▸ **Study questions**:
a) In the article on HIV-infected doctors, reproduce the passage between "Lawrence Gostin of" and "AIDS, Gostin said.", inclusive, substituting "recommendations" for "guidelines" throughout.
b) Answer these questions from the article on HIV-infected doctors.
(i) At what institution is Lawrence Gostin based?
(ii) In what year did the CDC adopt its guidelines on HIV-infected health workers?
(iii) Who is director of medical ethics at the University of Wisconsin?
c) Write the next paragraph of the article on HIV-infected doctors, continuing from its final sentence.

A leading health expert says the government should no longer compel HIV-infected doctors to tell patients about their disease, reopening a debate that raged a decade ago after Kimberly Bergalis most likely got AIDS from her Florida dentist.
Lawrence Gostin of Georgetown University Law Center said the current rules “pose significant human rights burdens” and are not supported by recent data showing the risk of doctor-patient transmission is extremely low.
The guidelines are being evaluated under a routine review by the Centers for Disease Control and Prevention. Gostin’s proposal was published in today’s Journal of the American Medical Association.
Bergalis’ death nine years ago prompted the CDC to adopt guidelines in 1991 that say HIV-infected health workers should reveal their disease to patients undergoing invasive procedures. Gostin was among the advisers who urged the CDC to adopt those guidelines.
Right to Know?
But since the cases linked to Bergalis’ dentist, only one and possibly two patients, both in France, have been infected by health care workers with AIDS, Gostin said.
“This is the same argument that was vented 10 years ago,” complained George Bergalis, Kimberly’s father. “The same attitudes in place today are the same ones that caused us to lose our daughter. We told them, our daughter told them 10 years ago, and no one listened.”
An accompanying JAMA editorial said Gostin’s proposal runs contrary to evidence suggesting patients would want to know if their doctor was infected with the AIDS virus.
“For very traditional mainstream legal and ethical reasons, it seems to me a patient has a right to know,” wrote Dr. Norman Fost, director of medical ethics at the University of Wisconsin.

▸ **Images for object localization**:
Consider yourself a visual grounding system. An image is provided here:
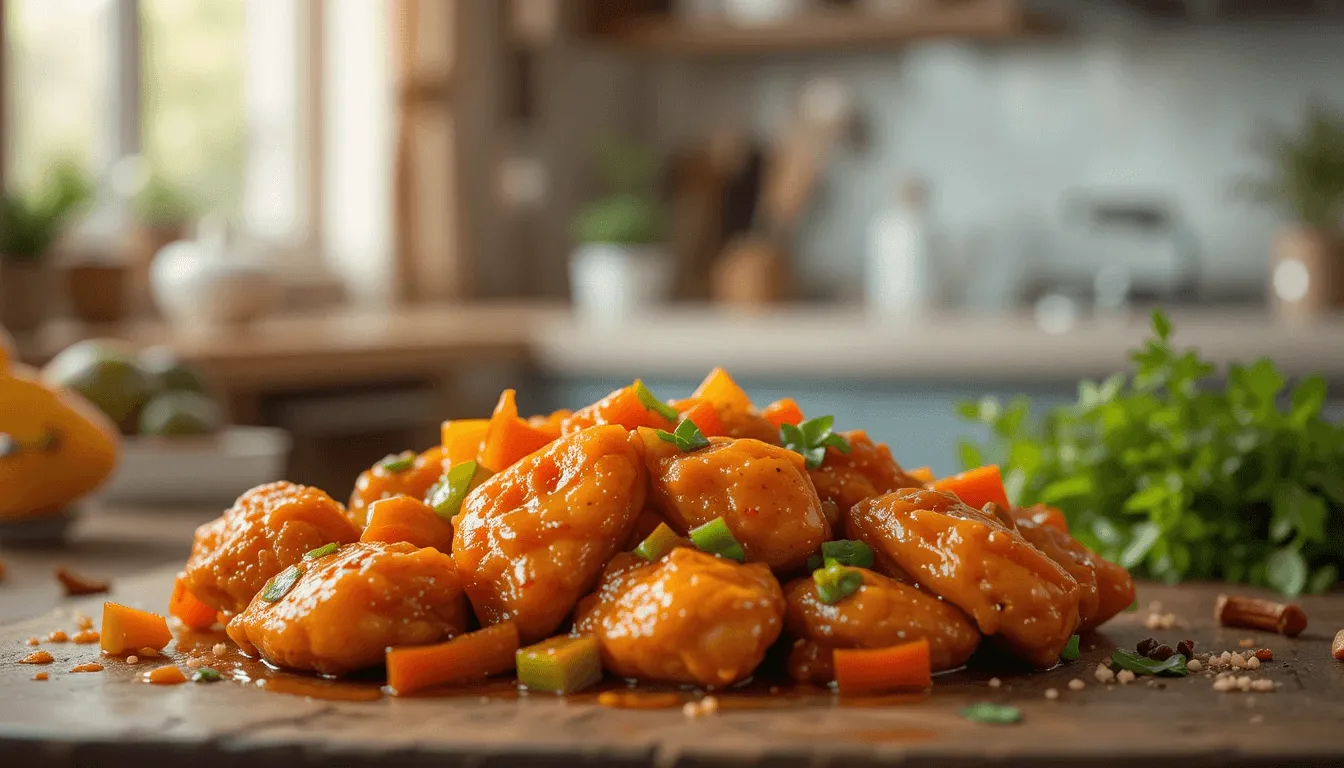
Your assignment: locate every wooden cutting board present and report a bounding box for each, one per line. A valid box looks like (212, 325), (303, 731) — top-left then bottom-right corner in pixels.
(0, 569), (1344, 768)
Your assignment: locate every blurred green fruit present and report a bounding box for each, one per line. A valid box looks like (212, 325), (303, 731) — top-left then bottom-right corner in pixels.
(140, 391), (224, 437)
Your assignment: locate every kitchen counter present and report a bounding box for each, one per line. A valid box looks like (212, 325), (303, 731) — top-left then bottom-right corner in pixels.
(531, 308), (1344, 381)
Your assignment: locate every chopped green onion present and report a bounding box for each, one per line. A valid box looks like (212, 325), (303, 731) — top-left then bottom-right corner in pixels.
(659, 418), (710, 453)
(426, 461), (489, 519)
(691, 518), (747, 562)
(378, 451), (415, 475)
(304, 542), (340, 560)
(812, 562), (863, 605)
(515, 635), (602, 694)
(191, 667), (223, 683)
(634, 523), (681, 561)
(261, 565), (304, 603)
(634, 379), (680, 421)
(1059, 635), (1078, 662)
(821, 539), (872, 568)
(961, 702), (1021, 725)
(780, 416), (849, 469)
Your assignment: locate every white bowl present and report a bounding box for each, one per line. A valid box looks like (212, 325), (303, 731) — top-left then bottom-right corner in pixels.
(97, 426), (290, 506)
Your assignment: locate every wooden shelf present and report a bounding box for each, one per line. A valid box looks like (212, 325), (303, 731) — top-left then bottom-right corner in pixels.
(595, 0), (1063, 56)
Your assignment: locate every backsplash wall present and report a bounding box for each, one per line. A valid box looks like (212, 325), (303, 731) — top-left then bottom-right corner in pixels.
(648, 3), (1344, 303)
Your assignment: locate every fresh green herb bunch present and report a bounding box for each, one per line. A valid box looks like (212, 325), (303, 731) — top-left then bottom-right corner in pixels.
(0, 163), (93, 261)
(960, 312), (1344, 596)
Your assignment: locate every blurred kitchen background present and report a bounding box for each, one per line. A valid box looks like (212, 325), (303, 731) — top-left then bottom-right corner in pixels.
(0, 0), (1344, 496)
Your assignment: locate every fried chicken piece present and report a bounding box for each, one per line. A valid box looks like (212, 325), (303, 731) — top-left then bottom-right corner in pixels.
(228, 542), (470, 675)
(345, 445), (448, 529)
(453, 425), (648, 643)
(845, 488), (1079, 667)
(808, 429), (923, 526)
(640, 429), (831, 572)
(1015, 510), (1134, 631)
(784, 568), (980, 685)
(183, 483), (359, 613)
(574, 547), (784, 687)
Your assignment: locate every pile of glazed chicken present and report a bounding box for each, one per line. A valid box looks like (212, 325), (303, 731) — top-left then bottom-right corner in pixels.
(181, 370), (1134, 687)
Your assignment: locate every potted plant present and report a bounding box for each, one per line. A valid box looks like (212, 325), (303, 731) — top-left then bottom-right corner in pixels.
(570, 140), (672, 323)
(0, 163), (93, 334)
(1250, 106), (1344, 316)
(126, 169), (200, 315)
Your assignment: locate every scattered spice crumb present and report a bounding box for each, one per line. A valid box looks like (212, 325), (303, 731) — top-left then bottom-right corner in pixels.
(681, 695), (719, 718)
(55, 566), (109, 597)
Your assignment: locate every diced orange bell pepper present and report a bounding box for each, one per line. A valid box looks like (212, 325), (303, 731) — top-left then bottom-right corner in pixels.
(761, 397), (802, 428)
(691, 369), (753, 410)
(359, 496), (453, 551)
(681, 399), (727, 437)
(98, 603), (172, 656)
(168, 574), (215, 631)
(441, 418), (491, 464)
(835, 640), (933, 694)
(387, 621), (520, 695)
(933, 464), (1012, 512)
(480, 389), (551, 472)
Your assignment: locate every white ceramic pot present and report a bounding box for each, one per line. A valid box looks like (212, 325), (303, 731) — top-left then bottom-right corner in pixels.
(149, 220), (281, 328)
(570, 242), (673, 324)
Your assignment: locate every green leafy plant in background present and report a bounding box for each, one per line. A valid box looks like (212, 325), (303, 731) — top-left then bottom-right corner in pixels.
(960, 312), (1344, 596)
(0, 163), (93, 261)
(130, 172), (200, 227)
(1242, 106), (1344, 230)
(573, 137), (667, 245)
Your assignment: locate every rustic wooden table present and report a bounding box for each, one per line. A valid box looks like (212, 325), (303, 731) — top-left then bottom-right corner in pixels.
(0, 511), (1344, 768)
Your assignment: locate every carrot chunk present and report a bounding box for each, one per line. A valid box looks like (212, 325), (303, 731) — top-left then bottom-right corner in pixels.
(761, 397), (802, 426)
(480, 389), (551, 472)
(168, 574), (215, 629)
(835, 640), (933, 694)
(359, 496), (453, 551)
(387, 621), (520, 695)
(933, 464), (1012, 510)
(99, 603), (172, 655)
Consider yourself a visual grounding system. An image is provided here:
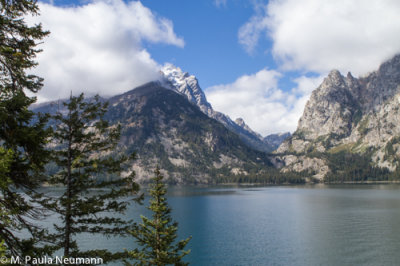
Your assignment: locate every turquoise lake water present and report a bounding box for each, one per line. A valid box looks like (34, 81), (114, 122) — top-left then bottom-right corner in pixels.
(42, 185), (400, 265)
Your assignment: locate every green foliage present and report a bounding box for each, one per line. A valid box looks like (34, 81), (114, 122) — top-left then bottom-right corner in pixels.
(358, 116), (369, 136)
(42, 94), (140, 262)
(125, 167), (191, 265)
(324, 151), (391, 183)
(106, 84), (272, 184)
(216, 167), (311, 185)
(0, 0), (50, 256)
(0, 0), (49, 95)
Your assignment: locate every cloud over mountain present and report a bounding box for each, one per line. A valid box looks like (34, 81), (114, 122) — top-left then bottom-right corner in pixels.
(238, 0), (400, 75)
(29, 0), (184, 100)
(206, 69), (321, 136)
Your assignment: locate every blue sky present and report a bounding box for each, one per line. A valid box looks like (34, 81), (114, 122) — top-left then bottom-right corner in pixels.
(34, 0), (400, 135)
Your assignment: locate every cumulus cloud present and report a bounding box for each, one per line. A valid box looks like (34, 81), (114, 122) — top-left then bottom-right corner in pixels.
(29, 0), (184, 101)
(238, 0), (400, 75)
(206, 69), (322, 136)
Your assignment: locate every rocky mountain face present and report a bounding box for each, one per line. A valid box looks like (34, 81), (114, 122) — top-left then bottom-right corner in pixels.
(36, 82), (271, 183)
(277, 55), (400, 179)
(161, 64), (276, 152)
(263, 132), (291, 150)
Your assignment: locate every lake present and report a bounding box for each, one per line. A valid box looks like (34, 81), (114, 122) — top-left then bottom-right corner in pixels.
(42, 185), (400, 265)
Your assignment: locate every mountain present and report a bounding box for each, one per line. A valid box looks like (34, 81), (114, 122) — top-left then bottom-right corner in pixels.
(35, 82), (271, 183)
(161, 64), (276, 152)
(276, 55), (400, 182)
(263, 132), (291, 150)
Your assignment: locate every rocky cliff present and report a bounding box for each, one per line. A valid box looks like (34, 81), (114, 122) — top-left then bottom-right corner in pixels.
(161, 64), (276, 152)
(277, 55), (400, 179)
(35, 82), (272, 184)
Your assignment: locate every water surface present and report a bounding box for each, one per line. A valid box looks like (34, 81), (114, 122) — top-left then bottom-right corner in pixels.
(51, 185), (400, 265)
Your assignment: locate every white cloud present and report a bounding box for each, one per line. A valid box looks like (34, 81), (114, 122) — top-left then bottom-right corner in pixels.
(239, 0), (400, 75)
(30, 0), (184, 101)
(206, 69), (322, 136)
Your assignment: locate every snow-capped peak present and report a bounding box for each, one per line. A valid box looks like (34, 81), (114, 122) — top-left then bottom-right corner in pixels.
(161, 64), (212, 115)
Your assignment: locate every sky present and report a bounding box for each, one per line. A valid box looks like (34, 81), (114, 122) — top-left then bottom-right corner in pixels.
(27, 0), (400, 136)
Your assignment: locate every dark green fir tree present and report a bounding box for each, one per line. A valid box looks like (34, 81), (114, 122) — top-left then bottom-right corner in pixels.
(0, 0), (50, 256)
(125, 167), (191, 265)
(43, 94), (140, 262)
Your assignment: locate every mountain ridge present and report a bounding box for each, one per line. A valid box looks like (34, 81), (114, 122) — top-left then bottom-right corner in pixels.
(276, 55), (400, 180)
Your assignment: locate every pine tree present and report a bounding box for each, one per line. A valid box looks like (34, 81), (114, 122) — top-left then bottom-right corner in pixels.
(0, 0), (50, 256)
(125, 167), (191, 265)
(43, 94), (140, 262)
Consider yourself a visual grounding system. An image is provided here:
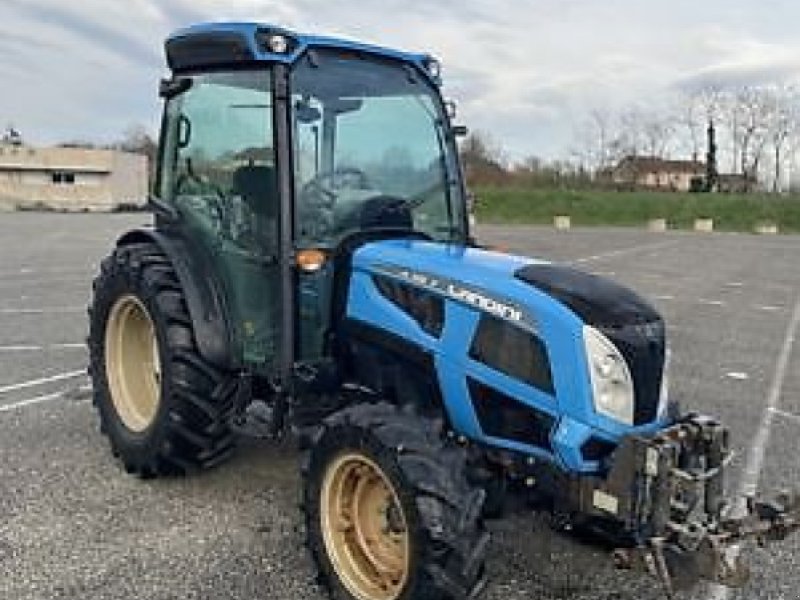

▸ **Answers to the problems**:
a)
Lawrence Gostin of Georgetown University Law Center said the current rules “pose significant human rights burdens” and are not supported by recent data showing the risk of doctor-patient transmission is extremely low.
The recommendations are being evaluated under a routine review by the Centers for Disease Control and Prevention. Gostin’s proposal was published in today’s Journal of the American Medical Association.
Bergalis’ death nine years ago prompted the CDC to adopt recommendations in 1991 that say HIV-infected health workers should reveal their disease to patients undergoing invasive procedures. Gostin was among the advisers who urged the CDC to adopt those recommendations.
Right to Know?
But since the cases linked to Bergalis’ dentist, only one and possibly two patients, both in France, have been infected by health care workers with AIDS, Gostin said.

b)
(i) Georgetown University Law Center
(ii) 1991
(iii) Dr. Norman Fost

c)
Fost also said he favors existing guidelines on blood-borne diseases because the transmission of hepatitis B from doctor to patient could occur. Hepatitis B is a viral infection of the liver. It kills about 1 million people worldwide annually.
Focus on Prevention
Gostin argued that a new national policy should focus on preventive measures, including use of the hepatitis B vaccine, sterilizing equipment and having health care workers wear gloves and other protective gear.
“The problem now is that doctors and nurses who are infected are so frightened that they won’t come forward,” may not even be getting treated, and are more likely to be infectious, Gostin said.
The American Medical Association, the nation’s largest group of doctors, opposes mandatory disclosure by HIV-infected doctors.
But Bergalis said he thinks the rights of the uninfected should be paramount and laws should be enacted to replace the existing guidelines.
“I feel somewhat ashamed of the medical profession, the public health and the political profession because of the fact that they have not taken this seriously enough to do anything over all these years,” he said.